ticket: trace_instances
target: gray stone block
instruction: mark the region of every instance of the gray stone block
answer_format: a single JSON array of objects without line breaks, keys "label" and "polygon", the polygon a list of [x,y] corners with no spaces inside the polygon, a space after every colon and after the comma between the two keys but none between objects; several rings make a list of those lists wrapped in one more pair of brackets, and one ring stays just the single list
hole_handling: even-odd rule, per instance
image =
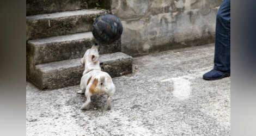
[{"label": "gray stone block", "polygon": [[93,9],[97,7],[96,3],[103,9],[109,9],[110,0],[27,0],[27,15],[48,14],[80,10]]},{"label": "gray stone block", "polygon": [[[83,32],[28,40],[27,49],[33,58],[31,63],[36,65],[82,57],[94,42],[92,32]],[[121,52],[120,40],[100,46],[100,54],[118,52]]]},{"label": "gray stone block", "polygon": [[[56,89],[78,84],[84,67],[81,58],[39,64],[30,71],[29,78],[40,89]],[[112,77],[132,72],[132,58],[121,52],[100,56],[102,70]]]},{"label": "gray stone block", "polygon": [[89,32],[95,19],[109,13],[90,9],[27,16],[26,39]]}]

▶ YOUR TASK
Can you pull out every line of the data above word for word, omitting the pictures?

▶ RESPONSE
ticket: trace_instances
target: gray stone block
instruction: mark the region of every instance of the gray stone block
answer_format: a single JSON array of objects without line breaks, keys "label" and "polygon", the polygon a list of [x,y] corners with no spaces inside the polygon, a space after every colon and after the comma between the two keys but none between objects; several rings make a list of those lists wrapped in one more pair of brackets, and one ring stays just the single list
hole_handling: even-odd rule, per instance
image =
[{"label": "gray stone block", "polygon": [[93,9],[97,7],[96,3],[103,9],[109,9],[110,0],[27,0],[27,15],[48,14],[80,10]]},{"label": "gray stone block", "polygon": [[[83,32],[28,40],[27,49],[33,58],[31,63],[36,65],[82,57],[94,42],[92,32]],[[121,52],[120,40],[100,46],[100,54],[118,52]]]},{"label": "gray stone block", "polygon": [[[56,89],[78,84],[84,67],[81,58],[39,64],[30,71],[29,78],[40,89]],[[112,77],[132,72],[132,58],[121,52],[100,56],[102,70]]]},{"label": "gray stone block", "polygon": [[89,32],[95,19],[109,13],[90,9],[27,16],[26,39]]}]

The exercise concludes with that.